Advantages of the Hydrogen Sensor
The measuring principle gives the hydrogen sensor several advantages:
- Measurement of hydrogen in liquid and gas phase
- Fast response time
- Ultrasensitive detection
- Flow-independent measurements in liquid systems
- Different mounting options
- Inline and in situ measurements
- Suitable for high-pressure systems
- Cost-effective alternative to techniques such as gas chromatography (GC)
Because the sensors are handmade, response time and sensitivity can be customized by changing the tip dimensions.
The cost-effective nature of the H2 sensor makes it possible to use multiple sensors simultaneously in the same setup to obtain spatially resolved hydrogen measurements.
Hydrogen Sensor Applications in Renewable Energy and Reactor Systems
The hydrogen sensor is widely used in renewable energy research and reactor-based systems.
Photoelectrochemical Water Splitting
In studies of novel photoelectrodes, the hydrogen sensor has been used to measure modest hydrogen production in small volumes during illumination experiments. Continuous monitoring confirmed stable hydrogen evolution, where ultrasensitive detection was essential.
Sick, Torben, et al. "Oriented films of conjugated 2D covalent organic frameworks as photocathodes for water splitting." Journal of the American Chemical Society 140.6 (2017): 2085-2092
Monitoring Biomethanation in Trickle Bed Reactors
In biomethanation systems converting CO2 and H2 into methane, multiple inline hydrogen sensors have been used to monitor hydrogen at different reactor positions. By inserting hydrogen sensors at inlet, middle, and outlet positions:
- Hydrogen gradients were identified.
- Spatial hydrogen consumption could be resolved.
- Early warning of process deterioration was obtained days before traditional GC measurements.
Monitoring was performed over extended periods, demonstrating long-term stability and real-time control possibilities.
Sieborg, Mads et al. "Enhanced process control of trickle-bed reactors for biomethanation by vertical profiling directed by hydrogen microsensor monitoring." Bioresource Technology 384 (2023): 129242.
CO2 Conversion in Bioelectrochemical Systems
In bioelectrochemical CO2 conversion systems, hydrogen, oxygen, and CO2 are fed to microorganisms to produce organic compounds. Inline hydrogen measurement enabled:
- Monitoring of correct feed ratios
- Identification of process limitations
- Monitoring of explosion safety
- Real-time correlation with bacterial growth and product formation
The hydrogen sensor allowed dissolved H2 levels to be measured inline in real time.

• _ABOUT THIS TASK_
Transcribe the part of the hydrogen sensor text from "Because the sensors" up to and including "resolved hydrogen measurements.". Work only from the text about the hydrogen sensor.

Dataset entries
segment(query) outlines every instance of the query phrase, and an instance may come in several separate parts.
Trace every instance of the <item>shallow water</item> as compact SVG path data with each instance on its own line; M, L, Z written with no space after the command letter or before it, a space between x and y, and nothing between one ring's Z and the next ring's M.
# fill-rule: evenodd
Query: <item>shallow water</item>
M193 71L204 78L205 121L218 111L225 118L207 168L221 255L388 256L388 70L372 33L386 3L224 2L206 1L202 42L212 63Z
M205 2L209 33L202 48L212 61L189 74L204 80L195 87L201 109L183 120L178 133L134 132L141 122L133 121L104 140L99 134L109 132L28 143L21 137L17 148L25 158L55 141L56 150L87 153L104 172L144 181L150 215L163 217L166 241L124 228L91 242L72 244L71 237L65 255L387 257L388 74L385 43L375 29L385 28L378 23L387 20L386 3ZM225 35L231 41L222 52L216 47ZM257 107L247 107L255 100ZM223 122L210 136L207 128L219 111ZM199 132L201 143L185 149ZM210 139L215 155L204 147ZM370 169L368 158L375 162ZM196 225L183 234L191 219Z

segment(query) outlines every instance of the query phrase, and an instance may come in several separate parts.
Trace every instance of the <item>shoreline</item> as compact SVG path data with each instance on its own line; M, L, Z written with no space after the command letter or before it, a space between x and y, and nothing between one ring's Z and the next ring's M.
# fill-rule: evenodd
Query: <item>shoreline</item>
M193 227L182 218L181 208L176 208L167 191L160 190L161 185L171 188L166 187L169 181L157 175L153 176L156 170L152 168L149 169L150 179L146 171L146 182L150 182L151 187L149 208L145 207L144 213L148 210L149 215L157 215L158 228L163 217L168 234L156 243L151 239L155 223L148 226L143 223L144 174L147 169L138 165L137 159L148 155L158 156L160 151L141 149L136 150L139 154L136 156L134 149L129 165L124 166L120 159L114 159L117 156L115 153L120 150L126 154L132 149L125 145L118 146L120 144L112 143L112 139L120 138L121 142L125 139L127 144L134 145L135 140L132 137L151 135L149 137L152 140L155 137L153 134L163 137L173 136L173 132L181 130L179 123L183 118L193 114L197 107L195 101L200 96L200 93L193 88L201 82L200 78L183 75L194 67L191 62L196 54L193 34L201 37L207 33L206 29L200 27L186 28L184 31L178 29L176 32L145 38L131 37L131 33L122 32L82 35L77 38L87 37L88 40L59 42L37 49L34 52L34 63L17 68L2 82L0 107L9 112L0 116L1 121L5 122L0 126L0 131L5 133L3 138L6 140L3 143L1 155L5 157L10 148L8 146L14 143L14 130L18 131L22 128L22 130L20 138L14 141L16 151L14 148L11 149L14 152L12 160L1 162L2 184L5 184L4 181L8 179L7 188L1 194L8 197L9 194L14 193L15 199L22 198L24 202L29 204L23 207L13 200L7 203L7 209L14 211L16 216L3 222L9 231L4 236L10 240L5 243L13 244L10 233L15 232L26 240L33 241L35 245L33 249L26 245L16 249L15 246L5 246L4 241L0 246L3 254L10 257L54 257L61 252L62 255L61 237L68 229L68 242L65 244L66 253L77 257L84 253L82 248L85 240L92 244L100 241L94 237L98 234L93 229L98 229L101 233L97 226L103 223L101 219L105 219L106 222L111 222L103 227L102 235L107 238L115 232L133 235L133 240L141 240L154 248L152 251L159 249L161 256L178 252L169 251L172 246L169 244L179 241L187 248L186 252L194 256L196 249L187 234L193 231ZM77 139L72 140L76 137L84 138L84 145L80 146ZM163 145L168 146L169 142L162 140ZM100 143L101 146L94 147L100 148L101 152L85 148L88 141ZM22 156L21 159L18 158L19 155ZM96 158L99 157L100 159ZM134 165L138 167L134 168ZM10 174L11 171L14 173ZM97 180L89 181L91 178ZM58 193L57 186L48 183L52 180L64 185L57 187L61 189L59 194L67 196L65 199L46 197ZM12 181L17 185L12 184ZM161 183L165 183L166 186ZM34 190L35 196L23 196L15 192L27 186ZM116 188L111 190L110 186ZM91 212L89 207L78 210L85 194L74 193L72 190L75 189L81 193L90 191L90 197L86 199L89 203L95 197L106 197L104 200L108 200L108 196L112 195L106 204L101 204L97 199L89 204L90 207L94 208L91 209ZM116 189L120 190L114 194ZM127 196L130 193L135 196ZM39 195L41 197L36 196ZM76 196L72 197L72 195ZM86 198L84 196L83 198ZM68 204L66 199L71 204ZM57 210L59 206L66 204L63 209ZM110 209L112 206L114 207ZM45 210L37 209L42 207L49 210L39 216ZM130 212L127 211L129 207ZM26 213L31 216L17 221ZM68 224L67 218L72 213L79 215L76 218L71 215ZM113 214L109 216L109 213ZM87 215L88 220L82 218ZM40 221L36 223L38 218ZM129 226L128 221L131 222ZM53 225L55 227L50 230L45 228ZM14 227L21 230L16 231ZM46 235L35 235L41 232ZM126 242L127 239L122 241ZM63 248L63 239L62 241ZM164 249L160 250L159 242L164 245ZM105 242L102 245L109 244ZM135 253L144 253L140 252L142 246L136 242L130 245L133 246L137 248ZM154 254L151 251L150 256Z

• _OUTPUT OF THE EXERCISE_
Because the sensors are handmade, response time and sensitivity can be customized by changing the tip dimensions.
The cost-effective nature of the H2 sensor makes it possible to use multiple sensors simultaneously in the same setup to obtain spatially resolved hydrogen measurements.